**Requirement**
Transcribe the whole listing exactly; the images stay out.

**Data for this task**

++++++++++

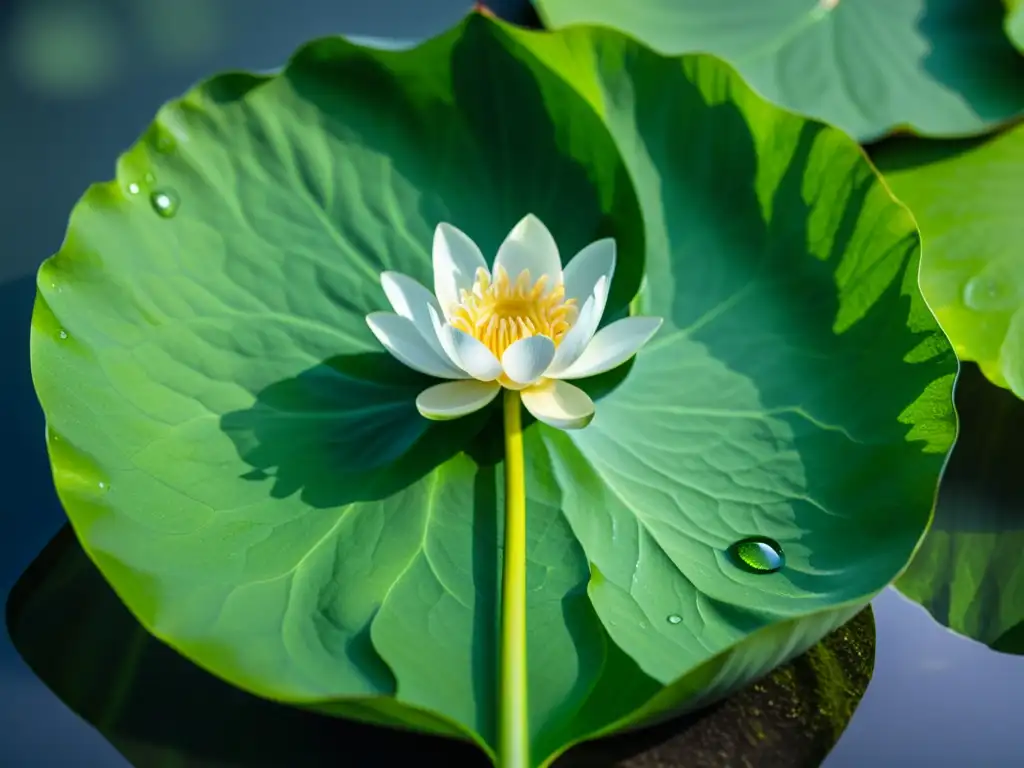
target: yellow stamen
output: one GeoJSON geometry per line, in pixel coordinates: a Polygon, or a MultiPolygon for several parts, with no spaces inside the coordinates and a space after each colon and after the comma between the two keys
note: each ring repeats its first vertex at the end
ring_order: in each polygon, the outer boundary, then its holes
{"type": "Polygon", "coordinates": [[[502,267],[494,280],[482,267],[476,271],[472,290],[463,290],[459,303],[449,309],[453,327],[484,343],[499,360],[515,342],[529,336],[547,336],[557,347],[576,319],[575,299],[565,298],[565,288],[545,290],[548,276],[535,283],[523,270],[515,282],[502,267]]]}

++++++++++

**Solution to the problem**
target: yellow stamen
output: one GeoJSON geometry per line, in pixel coordinates: a Polygon, or a MultiPolygon for several parts, with no spaces inside the coordinates and a space after each colon and after the comma between the two keys
note: each ring repeats its first vertex at the end
ring_order: in each polygon, the outer boundary, then its holes
{"type": "Polygon", "coordinates": [[[502,267],[494,280],[482,267],[476,271],[472,290],[463,290],[459,303],[449,309],[453,327],[484,343],[499,360],[515,342],[529,336],[547,336],[557,347],[576,319],[575,299],[565,298],[565,288],[545,290],[548,276],[535,283],[523,270],[515,282],[502,267]]]}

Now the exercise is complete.